# [WHAT IS EXPECTED]
Copy out the lines below word for word, leaving out the pictures.

Lines from a set of marked points:

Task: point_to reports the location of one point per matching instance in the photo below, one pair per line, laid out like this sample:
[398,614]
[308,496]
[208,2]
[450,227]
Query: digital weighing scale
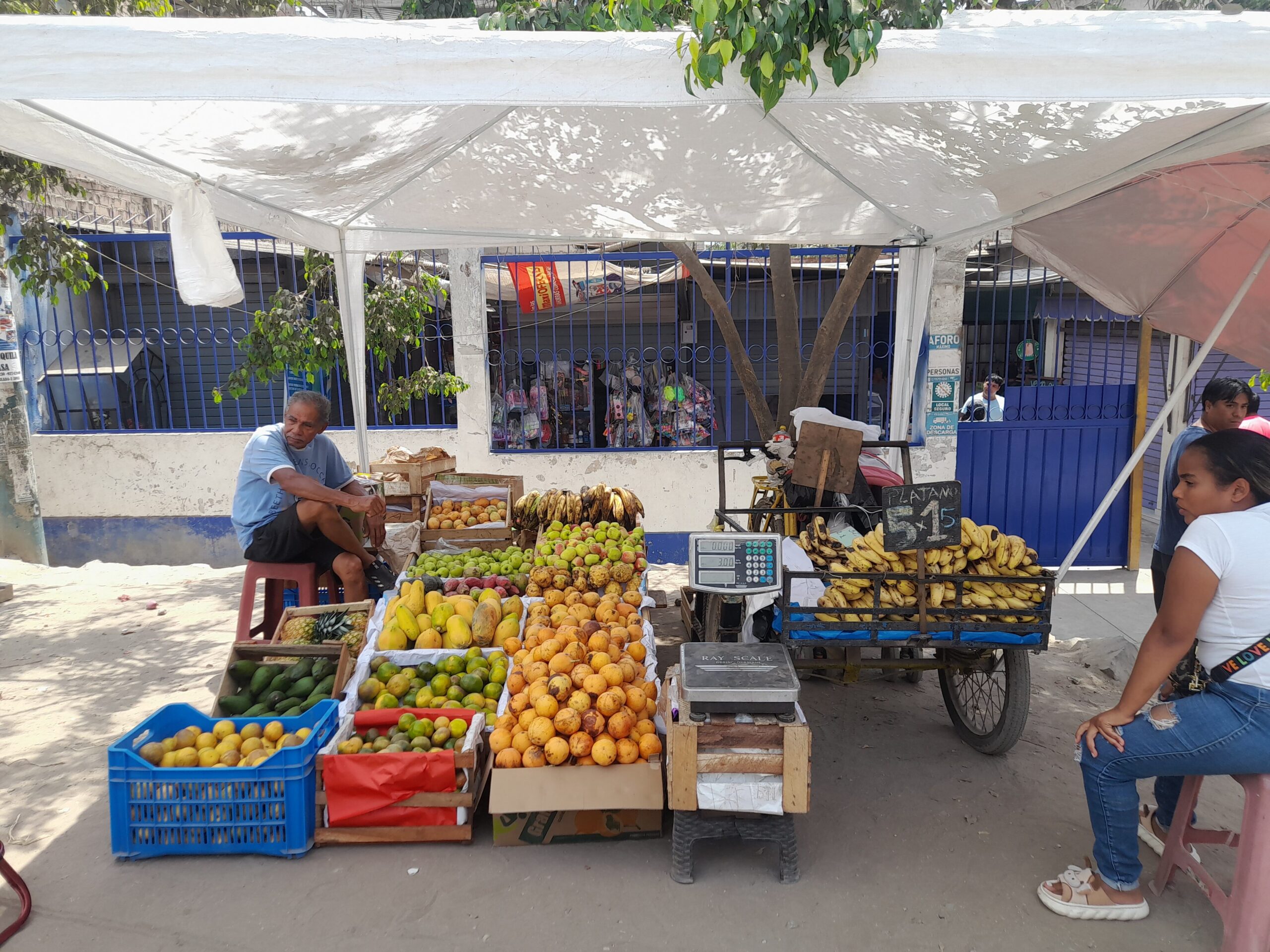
[734,563]
[737,678]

# [WRITTEN RESPONSE]
Task: point_to reports the location of one point per matching instance in the photo below, one pair per line, laid out like this sample:
[398,614]
[308,496]
[208,2]
[450,227]
Query: digital weighing scale
[734,563]
[737,678]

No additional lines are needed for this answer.